Put every line of the records below into a Markdown table with two columns, Row and Line, numbering the rows in order and leaving out any blank lines.

> _DATASET_:
-- -- --

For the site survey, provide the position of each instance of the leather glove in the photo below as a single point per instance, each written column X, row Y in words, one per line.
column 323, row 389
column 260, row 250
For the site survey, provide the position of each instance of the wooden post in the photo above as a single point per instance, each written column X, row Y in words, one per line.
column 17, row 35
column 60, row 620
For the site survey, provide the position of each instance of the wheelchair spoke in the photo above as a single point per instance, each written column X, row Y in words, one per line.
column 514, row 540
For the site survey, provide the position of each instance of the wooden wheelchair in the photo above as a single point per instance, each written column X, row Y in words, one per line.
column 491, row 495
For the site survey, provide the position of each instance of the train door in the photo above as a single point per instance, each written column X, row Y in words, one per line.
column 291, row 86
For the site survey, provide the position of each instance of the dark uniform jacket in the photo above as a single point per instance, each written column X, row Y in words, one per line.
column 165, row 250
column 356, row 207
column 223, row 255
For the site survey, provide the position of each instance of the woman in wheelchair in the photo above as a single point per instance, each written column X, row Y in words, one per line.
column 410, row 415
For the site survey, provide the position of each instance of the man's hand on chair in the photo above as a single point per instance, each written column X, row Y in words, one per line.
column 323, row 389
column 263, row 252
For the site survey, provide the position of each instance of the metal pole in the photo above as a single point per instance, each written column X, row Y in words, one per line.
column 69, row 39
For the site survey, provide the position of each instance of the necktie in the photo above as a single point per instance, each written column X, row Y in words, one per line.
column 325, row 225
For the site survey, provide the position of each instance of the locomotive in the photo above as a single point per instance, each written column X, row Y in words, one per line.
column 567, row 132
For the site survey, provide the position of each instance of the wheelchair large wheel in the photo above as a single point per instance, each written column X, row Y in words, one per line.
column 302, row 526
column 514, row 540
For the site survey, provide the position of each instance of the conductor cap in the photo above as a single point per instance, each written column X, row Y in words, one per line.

-- -- --

> _COMPLETE ANSWER_:
| Row | Line |
|---|---|
| 1 | For the site survey, provide the position of each instance of the leather glove in the photo below as a single point per instance, each written column X, row Y in words, one per line. |
| 2 | column 323, row 389 |
| 3 | column 260, row 250 |
| 4 | For the site survey, provide the position of each instance of the wooden post in the photo above as a single point per instance, each written column X, row Y in words, one per line. |
| 5 | column 17, row 35 |
| 6 | column 60, row 620 |
| 7 | For the site survey, provide the position of each instance of the wheelchair spoke in the photo above as a single point per instance, each written column X, row Y in words, one per line. |
| 8 | column 514, row 540 |
| 9 | For the site survey, provide the position of each instance of the wooden wheelchair in the photo above as a single point per instance, each written column X, row Y in words, one per line. |
| 10 | column 491, row 495 |
| 11 | For the site survey, provide the position of each instance of the train door in the photo above as a single point per instance, each written column X, row Y in words, one per line. |
| 12 | column 291, row 86 |
| 13 | For the site survey, provide the position of each instance of the dark uniform jacket in the photo above as a single point per instance, each written column X, row Y in words, one per line. |
| 14 | column 165, row 250 |
| 15 | column 356, row 207 |
| 16 | column 223, row 255 |
| 17 | For the site survey, provide the position of each instance of the woman in wheelchair in the photo above as a single point per instance, each written column X, row Y in words, one per line. |
| 18 | column 410, row 415 |
| 19 | For the site survey, provide the position of each instance of the man's hand on chair in the photo above as a single point per instance, each written column X, row Y in words, one per line. |
| 20 | column 323, row 389 |
| 21 | column 263, row 252 |
| 22 | For the site survey, provide the position of each instance of the metal pole in the photo above as a single point per instance, each written column X, row Y in words, one per line. |
| 23 | column 69, row 39 |
| 24 | For the site survey, provide the position of each instance of the necktie in the photo above as a single point per instance, each written column X, row Y in words, one per line. |
| 25 | column 325, row 225 |
| 26 | For the site survey, provide the position of each instance of the locomotive in the photo above as a single point per instance, each written column X, row Y in words, one per line. |
| 27 | column 567, row 132 |
| 28 | For the site survey, provide the position of each instance of the wheelchair large wheel in the photo above as a single point per instance, each written column X, row Y in words, one per line. |
| 29 | column 302, row 526 |
| 30 | column 514, row 540 |
| 31 | For the site survey, provide the position of each instance of the conductor cap in the photo above as a single point per instance, each written column X, row Y in words, one per line. |